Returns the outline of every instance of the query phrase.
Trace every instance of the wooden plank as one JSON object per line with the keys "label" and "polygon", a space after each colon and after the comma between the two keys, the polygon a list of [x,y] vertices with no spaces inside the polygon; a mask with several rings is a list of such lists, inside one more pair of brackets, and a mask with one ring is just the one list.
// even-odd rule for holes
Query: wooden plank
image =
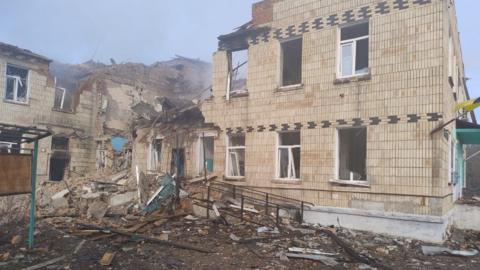
{"label": "wooden plank", "polygon": [[30,193],[31,176],[31,155],[0,154],[0,196]]}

Problem to solve ▸ In the listing, find each line with the string "every" and copy it.

Task response ▸
Returns the outline of every instance of the query phrase.
Trace every instance of the wooden plank as one JSON object per line with the keys "label" and "polygon", a space after each colon and after the comma between the two keys, the polygon a list of [x,y] vertices with no spaces inside the polygon; a mask with several rings is a list of such lists, inside one more pair of brackets, and a mask with one ring is just the one list.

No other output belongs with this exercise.